▶ _Do this_: What do the lines from the one containing "of the city" through the end of the entries say? Quote them exactly, and only them.

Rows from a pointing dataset
## Begin
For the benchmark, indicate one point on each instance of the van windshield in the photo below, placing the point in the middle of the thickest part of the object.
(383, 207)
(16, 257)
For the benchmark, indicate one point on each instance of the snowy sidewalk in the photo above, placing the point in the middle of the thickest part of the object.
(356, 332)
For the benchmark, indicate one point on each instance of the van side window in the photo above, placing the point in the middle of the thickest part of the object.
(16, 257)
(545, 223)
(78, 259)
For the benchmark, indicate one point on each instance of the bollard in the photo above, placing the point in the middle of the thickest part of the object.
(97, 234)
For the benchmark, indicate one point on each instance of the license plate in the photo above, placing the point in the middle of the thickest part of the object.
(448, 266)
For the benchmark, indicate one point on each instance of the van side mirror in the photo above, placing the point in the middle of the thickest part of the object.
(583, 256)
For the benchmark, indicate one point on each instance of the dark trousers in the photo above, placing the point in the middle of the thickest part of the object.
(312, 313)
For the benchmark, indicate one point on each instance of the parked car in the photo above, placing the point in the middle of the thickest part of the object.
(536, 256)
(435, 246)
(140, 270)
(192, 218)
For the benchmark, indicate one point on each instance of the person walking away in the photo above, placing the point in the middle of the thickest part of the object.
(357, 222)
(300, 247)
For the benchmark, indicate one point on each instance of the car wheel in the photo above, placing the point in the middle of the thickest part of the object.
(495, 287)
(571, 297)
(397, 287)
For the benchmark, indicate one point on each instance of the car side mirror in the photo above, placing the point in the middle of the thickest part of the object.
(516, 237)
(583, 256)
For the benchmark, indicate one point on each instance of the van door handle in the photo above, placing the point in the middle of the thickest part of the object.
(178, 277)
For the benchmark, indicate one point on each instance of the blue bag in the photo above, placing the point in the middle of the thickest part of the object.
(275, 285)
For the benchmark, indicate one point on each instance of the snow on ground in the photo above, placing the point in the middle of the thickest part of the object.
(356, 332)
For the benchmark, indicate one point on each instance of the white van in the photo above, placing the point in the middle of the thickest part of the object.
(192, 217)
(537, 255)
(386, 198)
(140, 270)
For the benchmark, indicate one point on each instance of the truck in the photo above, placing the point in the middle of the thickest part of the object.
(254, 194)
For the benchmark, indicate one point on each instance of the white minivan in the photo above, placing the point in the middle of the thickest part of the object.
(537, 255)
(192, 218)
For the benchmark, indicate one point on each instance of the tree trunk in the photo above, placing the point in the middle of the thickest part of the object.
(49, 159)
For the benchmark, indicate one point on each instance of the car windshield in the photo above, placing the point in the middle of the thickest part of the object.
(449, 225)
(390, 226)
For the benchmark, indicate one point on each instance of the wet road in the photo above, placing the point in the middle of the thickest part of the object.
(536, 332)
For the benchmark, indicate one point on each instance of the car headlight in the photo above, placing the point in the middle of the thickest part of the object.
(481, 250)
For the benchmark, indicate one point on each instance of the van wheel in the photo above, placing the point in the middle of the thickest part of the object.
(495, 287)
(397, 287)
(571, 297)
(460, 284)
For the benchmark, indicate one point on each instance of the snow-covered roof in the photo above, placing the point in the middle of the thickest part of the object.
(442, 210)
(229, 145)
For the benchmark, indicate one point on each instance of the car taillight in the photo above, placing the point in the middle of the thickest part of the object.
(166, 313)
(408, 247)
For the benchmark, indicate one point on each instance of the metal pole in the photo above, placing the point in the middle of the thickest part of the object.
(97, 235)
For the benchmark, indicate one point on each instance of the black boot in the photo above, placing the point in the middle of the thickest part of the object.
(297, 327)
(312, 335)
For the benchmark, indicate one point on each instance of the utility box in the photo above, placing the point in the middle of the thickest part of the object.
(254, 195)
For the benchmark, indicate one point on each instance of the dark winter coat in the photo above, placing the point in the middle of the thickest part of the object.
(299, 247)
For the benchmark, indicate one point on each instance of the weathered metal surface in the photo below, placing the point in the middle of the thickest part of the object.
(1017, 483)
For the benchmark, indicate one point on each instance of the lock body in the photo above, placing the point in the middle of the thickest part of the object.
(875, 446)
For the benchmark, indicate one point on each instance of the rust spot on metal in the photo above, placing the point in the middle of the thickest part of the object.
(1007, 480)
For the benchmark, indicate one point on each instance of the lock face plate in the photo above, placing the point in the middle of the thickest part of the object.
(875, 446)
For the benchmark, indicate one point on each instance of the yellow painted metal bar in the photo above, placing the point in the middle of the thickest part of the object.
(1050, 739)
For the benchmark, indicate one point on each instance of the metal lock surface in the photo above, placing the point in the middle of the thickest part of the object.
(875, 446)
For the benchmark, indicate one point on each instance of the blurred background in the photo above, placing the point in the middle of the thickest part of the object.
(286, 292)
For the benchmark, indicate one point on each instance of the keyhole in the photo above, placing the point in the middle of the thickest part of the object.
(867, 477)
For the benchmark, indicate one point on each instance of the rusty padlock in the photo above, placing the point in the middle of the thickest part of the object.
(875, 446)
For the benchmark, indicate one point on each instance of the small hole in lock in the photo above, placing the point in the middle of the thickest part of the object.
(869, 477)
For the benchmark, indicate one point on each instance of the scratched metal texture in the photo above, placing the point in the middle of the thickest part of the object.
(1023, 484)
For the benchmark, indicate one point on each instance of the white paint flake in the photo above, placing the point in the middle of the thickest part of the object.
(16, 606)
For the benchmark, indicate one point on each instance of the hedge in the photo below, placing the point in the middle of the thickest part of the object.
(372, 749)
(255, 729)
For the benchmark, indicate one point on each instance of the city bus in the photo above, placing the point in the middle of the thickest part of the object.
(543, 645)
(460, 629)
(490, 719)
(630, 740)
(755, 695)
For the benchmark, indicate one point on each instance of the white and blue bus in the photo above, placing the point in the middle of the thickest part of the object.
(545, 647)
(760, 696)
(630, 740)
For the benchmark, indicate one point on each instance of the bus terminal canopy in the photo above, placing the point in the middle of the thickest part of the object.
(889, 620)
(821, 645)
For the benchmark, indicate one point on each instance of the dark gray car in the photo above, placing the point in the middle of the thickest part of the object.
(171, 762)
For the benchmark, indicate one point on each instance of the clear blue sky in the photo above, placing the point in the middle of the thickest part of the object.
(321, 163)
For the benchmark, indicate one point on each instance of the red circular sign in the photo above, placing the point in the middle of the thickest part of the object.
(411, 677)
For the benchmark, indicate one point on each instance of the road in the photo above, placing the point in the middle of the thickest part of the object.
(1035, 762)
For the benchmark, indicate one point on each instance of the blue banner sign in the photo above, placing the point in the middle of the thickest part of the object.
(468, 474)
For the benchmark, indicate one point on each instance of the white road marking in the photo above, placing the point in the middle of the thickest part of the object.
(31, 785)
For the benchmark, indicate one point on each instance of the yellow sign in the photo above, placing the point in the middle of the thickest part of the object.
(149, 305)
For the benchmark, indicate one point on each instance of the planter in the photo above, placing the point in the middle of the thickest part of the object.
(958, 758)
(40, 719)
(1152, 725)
## End
▶ _Solution to this task_:
For the benchmark, indicate one point on each instance of the city bus in the photo above, placing the point in the middle of the thickest part of the object.
(543, 645)
(460, 629)
(490, 719)
(630, 740)
(755, 695)
For the benchmark, indicate one point on each instance of the white and blue bus in the photo above, placing the point in the middle of the thickest part of the object.
(545, 647)
(760, 696)
(630, 740)
For the benchmark, indicate one point on each instance of the bus terminal canopy in the photo above, placing the point in the middle of the thickest part of the object.
(889, 620)
(821, 645)
For the benchmark, indicate one point on each instance of the dark gray car in the photo above, placing the point in the middle of the thickest part of the object.
(171, 762)
For the benchmark, indicate one point on each instance of the clear blue sky in the photo above, placing the point in the middle of the thickest part of the object.
(321, 163)
For the benchmark, indicate one point on each instance of the red circular sign in the photo above, placing the point in the middle of the thickest part of the object.
(411, 677)
For the benchmark, indicate one point on each instance of the road in the photo above, placing the point in the middle of the thickest part of the object.
(1035, 762)
For the benchmark, indicate one point on each instance of the blue banner sign in the photo above, placing the point in the middle of the thickest part of the object.
(468, 474)
For the benchmark, indicate one point on each instance of the white road marking in the photo above, placing the point in the middle of the thickest part of the object.
(31, 785)
For the benchmark, indicate one point on each instance of the yellow sign in the photo above, placing the point in the middle of the thickest part of the object.
(149, 305)
For the benchmark, indicate one point on each instance of the planter in the photo above, placing the point in the middle of the thickest part of the object.
(958, 758)
(40, 719)
(1152, 725)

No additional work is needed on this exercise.